(Task instructions): In the records that follow, find the line with "Target: water surface"; from there, retype every line exactly through the line with "of the arch", which also belongs to the answer.

(Material to process):
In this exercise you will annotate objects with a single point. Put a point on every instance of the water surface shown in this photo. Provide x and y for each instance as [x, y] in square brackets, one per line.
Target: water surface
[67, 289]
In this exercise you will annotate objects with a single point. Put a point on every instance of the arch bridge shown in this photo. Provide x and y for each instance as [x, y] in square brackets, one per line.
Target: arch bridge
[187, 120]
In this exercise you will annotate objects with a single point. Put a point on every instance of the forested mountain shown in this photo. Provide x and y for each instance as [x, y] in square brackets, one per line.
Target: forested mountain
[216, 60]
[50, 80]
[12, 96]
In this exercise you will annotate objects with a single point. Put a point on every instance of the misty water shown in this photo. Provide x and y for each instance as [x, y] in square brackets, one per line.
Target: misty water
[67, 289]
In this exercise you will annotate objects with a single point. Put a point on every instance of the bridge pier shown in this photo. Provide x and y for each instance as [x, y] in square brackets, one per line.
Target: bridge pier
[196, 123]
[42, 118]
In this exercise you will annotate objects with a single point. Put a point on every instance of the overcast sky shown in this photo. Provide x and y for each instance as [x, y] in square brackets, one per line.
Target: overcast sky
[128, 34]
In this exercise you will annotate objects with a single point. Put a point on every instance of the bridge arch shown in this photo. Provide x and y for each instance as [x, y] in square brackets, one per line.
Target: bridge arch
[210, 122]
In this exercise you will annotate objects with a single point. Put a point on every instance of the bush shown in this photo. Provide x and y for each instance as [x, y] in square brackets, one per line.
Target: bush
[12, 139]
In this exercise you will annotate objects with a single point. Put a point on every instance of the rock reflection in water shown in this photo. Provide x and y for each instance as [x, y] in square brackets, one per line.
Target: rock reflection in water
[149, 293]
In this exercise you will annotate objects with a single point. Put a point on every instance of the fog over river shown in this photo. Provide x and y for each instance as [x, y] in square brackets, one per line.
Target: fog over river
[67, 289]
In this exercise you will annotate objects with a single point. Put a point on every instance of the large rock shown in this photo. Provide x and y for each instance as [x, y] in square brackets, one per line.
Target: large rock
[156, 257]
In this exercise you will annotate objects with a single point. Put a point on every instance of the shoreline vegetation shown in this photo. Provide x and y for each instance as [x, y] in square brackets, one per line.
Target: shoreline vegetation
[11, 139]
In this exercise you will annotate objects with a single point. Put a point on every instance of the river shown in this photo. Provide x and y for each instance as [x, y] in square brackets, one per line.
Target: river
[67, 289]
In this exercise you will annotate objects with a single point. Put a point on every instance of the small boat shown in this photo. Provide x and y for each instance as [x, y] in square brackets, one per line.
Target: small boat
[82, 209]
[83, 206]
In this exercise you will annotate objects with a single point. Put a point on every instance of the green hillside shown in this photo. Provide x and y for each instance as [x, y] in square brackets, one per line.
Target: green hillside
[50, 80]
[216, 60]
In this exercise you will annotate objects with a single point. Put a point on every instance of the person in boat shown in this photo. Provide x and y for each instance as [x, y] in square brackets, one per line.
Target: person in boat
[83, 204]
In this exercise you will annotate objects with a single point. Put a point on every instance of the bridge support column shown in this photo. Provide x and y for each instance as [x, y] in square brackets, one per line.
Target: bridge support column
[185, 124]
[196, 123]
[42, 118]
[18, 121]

(Your solution):
Target: water surface
[67, 289]
In this exercise you will annotate objects with a single point. Put a point on every instance of the arch bridge shown in this photo. Provide x and y for each instance as [x, y] in square brackets, one per line.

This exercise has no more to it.